▼

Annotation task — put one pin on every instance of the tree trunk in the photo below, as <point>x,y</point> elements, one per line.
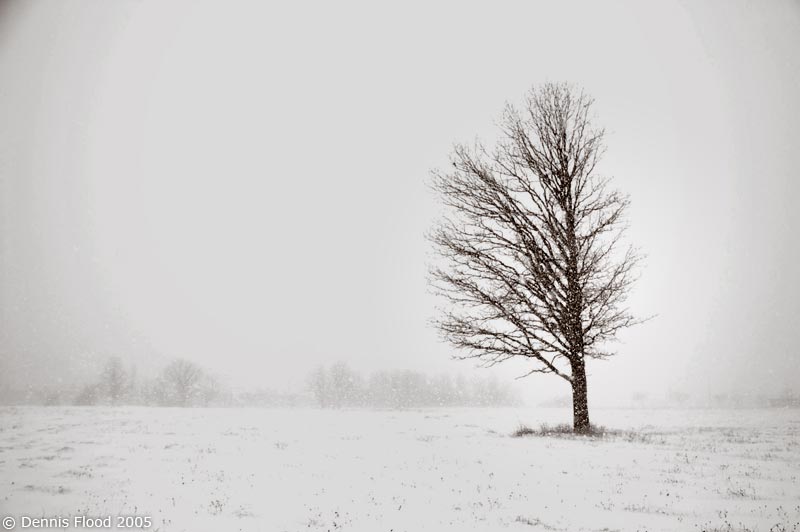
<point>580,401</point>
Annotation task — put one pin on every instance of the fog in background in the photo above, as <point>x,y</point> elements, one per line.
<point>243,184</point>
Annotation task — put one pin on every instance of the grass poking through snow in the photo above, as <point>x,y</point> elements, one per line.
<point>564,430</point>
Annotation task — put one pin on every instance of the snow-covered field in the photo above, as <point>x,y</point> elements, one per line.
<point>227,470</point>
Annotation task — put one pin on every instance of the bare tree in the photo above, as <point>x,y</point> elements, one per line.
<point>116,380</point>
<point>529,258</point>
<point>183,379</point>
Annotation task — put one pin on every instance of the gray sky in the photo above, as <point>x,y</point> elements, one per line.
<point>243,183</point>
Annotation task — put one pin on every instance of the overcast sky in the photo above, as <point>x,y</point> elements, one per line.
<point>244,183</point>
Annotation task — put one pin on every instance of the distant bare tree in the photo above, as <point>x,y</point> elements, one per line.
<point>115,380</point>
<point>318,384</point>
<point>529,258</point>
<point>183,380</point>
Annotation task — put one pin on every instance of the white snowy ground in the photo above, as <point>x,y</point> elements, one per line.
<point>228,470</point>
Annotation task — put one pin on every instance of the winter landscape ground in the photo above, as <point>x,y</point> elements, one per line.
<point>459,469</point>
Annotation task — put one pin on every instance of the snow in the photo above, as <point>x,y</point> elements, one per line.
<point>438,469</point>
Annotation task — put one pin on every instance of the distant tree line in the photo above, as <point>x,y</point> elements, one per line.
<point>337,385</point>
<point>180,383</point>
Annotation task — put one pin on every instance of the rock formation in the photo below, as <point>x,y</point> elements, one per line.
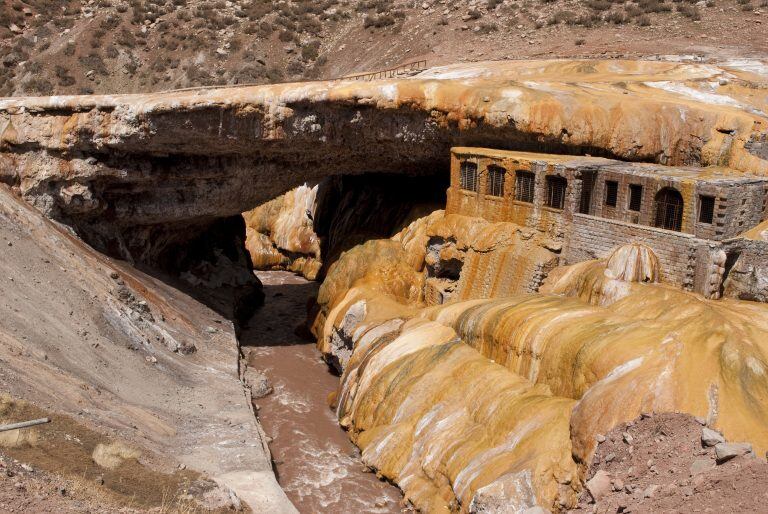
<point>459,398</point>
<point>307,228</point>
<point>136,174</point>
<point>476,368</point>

▲

Set down each entry above word for word, without its pictures.

*ANSWER AREA*
Annotation task — put one pin on every instance of the tree trunk in the photo below, as <point>x,y</point> elements, one per line.
<point>580,401</point>
Annotation task — put one pin on every instance of the fog in background in the photo above, as <point>x,y</point> elements, one per line.
<point>243,184</point>
Annotation task — put one pin on every instance of the grass poking through snow in the photo above, as <point>x,y</point> elements, one per line.
<point>564,430</point>
Annotation task — put one pin on every instance of the snow-covered field in the photo above, as <point>x,y</point> elements, one per line.
<point>227,470</point>
Annotation task — put one pin on every instance of the bare tree in the photo above, as <point>x,y</point> elements, one per line.
<point>116,380</point>
<point>529,258</point>
<point>183,379</point>
Annotation task — put one pin on every instance of the gray sky in the photo above, as <point>x,y</point> elements, one per line.
<point>243,183</point>
Annotation task — put one pin on every instance of the overcast sky in the photo above, as <point>x,y</point> elements, one per line.
<point>244,183</point>
Annotation task — put one pin on every instance of the distant bare tree in the photo above, as <point>x,y</point> elements, one per line.
<point>115,380</point>
<point>318,384</point>
<point>529,258</point>
<point>183,380</point>
Annotation task — put one pin on every instance of the white snowy ground in the photo above, as <point>x,y</point> elements, one per line.
<point>228,470</point>
Annotation task — put one pin on every instance of the winter landscape ground in the photo above, as <point>x,y</point> elements, one per line.
<point>459,469</point>
Annotation task — put one pin on every instance of the snow in the photo above, as <point>x,y</point> elements, one per line.
<point>438,469</point>
Annotation task — put one pin on every instance of the distant tree line in the photo above, as <point>x,y</point> elements, one per line.
<point>337,385</point>
<point>180,383</point>
Annotation task — put one pin on every instance of the rock formation in the photo below, as <point>x,y</point> elements, one per line.
<point>459,398</point>
<point>307,228</point>
<point>136,174</point>
<point>476,368</point>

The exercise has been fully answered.